Data lines:
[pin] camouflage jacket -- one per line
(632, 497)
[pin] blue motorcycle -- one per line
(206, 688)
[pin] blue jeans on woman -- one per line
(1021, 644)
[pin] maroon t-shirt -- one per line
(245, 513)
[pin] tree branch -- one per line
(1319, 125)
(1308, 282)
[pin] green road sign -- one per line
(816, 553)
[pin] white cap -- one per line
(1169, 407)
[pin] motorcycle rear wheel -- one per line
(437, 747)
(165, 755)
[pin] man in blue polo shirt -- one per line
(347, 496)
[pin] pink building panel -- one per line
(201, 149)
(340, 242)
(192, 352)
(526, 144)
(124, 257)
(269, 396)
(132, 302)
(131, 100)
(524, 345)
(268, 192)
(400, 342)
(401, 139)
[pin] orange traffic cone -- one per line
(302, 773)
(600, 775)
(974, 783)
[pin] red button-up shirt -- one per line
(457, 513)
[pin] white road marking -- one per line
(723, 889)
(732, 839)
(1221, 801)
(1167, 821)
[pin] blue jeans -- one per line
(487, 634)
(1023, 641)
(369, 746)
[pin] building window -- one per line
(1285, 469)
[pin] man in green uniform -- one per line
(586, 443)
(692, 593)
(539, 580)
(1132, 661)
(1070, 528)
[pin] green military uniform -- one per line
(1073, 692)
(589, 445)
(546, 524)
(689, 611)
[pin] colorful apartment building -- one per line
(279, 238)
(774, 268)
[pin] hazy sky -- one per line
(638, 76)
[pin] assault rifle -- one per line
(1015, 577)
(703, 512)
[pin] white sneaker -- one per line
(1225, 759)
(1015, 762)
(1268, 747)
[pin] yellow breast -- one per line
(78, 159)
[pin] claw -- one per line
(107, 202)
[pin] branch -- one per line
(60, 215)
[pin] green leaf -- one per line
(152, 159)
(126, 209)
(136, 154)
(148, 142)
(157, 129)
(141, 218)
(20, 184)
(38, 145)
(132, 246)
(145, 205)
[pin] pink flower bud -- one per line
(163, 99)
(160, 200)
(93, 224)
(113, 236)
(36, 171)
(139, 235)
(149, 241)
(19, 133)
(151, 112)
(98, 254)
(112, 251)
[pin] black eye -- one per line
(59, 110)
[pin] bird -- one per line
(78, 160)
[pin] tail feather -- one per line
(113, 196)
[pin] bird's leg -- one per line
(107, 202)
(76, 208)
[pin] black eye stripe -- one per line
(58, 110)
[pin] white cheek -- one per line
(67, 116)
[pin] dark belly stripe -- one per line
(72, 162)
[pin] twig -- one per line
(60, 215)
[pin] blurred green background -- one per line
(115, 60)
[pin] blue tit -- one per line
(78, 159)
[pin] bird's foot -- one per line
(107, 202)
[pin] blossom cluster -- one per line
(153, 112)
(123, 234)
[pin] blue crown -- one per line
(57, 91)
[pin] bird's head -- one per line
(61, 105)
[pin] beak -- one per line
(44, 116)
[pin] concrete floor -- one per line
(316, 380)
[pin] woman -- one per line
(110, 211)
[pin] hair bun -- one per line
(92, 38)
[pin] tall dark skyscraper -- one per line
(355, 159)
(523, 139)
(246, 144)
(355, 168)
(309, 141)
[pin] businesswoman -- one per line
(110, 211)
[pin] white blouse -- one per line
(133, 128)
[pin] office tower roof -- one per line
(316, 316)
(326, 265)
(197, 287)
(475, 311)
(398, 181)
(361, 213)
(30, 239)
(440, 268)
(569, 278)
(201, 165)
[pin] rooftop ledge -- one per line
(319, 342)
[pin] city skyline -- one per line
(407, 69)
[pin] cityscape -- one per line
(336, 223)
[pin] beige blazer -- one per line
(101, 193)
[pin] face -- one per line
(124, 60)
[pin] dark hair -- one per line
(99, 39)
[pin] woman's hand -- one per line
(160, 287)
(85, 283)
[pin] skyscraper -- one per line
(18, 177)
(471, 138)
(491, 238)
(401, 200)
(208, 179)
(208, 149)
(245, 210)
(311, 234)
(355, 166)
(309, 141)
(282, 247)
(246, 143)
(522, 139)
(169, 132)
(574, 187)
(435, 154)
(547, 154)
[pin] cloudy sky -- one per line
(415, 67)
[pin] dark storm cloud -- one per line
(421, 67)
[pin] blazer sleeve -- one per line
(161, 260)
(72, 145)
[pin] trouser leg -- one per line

Your instructions: Reproduce the records word for word, starting at the line that contains "[pin] blazer sleeve -- one per line" and ending at the final line of the records.

Exercise answer:
[pin] blazer sleeve -- one per line
(161, 260)
(72, 145)
[pin] trouser leg -- one per line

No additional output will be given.